■ Assigned task:
How many of the lines below contain the word "wide"? Only the number is wanted.

■ Information supplied:
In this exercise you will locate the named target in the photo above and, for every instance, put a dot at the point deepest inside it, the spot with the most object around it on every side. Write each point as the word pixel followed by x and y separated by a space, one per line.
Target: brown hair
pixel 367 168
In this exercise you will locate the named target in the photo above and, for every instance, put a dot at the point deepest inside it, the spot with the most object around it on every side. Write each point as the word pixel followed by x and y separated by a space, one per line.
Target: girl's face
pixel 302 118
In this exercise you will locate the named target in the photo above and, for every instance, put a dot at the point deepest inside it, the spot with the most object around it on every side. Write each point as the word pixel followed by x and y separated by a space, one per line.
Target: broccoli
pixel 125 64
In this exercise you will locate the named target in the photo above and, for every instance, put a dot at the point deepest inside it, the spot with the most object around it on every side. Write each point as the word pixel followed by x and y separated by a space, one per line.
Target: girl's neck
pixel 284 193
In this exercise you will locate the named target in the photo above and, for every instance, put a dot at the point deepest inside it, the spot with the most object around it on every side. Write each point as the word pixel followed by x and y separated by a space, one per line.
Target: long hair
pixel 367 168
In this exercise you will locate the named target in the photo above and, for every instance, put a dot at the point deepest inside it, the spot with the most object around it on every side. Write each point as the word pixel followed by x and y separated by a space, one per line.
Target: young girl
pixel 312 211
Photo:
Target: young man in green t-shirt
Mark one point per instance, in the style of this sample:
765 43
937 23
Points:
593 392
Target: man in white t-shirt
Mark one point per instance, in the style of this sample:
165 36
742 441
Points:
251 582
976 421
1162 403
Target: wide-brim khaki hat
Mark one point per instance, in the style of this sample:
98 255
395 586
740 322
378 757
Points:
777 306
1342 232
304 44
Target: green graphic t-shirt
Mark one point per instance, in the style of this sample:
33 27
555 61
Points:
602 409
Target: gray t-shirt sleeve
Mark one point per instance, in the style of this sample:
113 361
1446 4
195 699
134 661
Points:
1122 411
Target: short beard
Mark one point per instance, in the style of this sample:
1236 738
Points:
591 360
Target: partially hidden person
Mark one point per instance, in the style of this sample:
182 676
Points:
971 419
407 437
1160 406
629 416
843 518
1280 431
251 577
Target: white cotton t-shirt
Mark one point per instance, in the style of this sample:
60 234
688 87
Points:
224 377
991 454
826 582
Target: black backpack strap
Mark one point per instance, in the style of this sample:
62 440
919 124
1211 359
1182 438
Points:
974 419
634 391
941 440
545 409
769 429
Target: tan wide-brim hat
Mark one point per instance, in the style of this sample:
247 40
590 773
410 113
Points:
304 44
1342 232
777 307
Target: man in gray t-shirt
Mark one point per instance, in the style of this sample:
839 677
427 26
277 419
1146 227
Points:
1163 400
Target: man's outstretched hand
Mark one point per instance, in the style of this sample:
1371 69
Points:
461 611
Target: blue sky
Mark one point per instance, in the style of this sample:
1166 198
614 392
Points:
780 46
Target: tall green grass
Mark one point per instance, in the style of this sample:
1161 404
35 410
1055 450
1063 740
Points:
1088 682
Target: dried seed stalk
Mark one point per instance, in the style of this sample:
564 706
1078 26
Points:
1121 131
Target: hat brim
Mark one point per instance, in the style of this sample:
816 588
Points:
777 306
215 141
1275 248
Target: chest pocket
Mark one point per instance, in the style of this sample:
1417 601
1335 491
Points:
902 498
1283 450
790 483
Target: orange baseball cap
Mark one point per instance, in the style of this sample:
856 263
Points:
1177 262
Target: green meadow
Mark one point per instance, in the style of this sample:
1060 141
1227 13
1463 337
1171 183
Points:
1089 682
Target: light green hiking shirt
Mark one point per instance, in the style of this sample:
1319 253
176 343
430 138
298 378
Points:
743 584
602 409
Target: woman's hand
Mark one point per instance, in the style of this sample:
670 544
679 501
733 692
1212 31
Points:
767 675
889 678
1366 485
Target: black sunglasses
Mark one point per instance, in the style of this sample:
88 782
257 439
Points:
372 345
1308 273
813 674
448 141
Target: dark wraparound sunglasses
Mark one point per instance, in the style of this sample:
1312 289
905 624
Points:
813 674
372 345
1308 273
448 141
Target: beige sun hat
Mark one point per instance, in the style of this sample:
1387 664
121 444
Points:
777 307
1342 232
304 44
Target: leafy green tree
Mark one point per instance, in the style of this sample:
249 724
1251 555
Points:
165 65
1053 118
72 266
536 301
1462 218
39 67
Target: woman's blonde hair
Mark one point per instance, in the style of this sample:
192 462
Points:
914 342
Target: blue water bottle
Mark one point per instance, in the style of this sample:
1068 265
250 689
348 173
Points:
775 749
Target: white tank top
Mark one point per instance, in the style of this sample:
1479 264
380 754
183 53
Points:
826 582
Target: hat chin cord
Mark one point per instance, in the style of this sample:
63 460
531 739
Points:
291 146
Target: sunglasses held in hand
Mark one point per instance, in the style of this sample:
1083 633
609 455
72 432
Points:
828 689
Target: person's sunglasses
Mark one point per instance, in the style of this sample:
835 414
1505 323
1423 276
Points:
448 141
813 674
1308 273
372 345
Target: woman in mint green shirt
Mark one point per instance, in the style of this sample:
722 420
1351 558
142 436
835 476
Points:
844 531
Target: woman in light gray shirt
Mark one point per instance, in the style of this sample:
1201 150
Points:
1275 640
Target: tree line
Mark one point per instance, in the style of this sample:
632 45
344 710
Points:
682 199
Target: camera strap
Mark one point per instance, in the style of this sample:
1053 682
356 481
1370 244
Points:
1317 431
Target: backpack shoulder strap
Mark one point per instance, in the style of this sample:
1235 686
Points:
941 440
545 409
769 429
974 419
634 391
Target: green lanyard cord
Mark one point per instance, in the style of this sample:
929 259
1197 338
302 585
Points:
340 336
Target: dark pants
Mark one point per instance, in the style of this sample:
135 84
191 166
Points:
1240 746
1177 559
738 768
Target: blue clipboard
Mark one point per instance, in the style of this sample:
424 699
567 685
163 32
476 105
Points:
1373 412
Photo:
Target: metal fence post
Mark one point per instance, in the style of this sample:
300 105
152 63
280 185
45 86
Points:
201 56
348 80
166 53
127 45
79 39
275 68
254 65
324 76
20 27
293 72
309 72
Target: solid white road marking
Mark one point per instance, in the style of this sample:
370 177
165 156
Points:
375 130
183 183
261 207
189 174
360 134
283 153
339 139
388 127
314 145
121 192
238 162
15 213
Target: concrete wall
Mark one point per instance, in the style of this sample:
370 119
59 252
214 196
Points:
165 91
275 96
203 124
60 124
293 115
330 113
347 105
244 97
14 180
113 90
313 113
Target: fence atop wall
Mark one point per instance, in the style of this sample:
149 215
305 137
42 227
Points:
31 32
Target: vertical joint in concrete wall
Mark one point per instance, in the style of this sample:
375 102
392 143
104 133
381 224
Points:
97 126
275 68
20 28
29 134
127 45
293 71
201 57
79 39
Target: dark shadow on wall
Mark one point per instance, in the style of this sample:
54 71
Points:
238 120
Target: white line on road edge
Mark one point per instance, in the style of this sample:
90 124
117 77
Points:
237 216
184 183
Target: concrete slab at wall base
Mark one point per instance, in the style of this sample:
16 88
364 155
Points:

■ Exercise answer:
2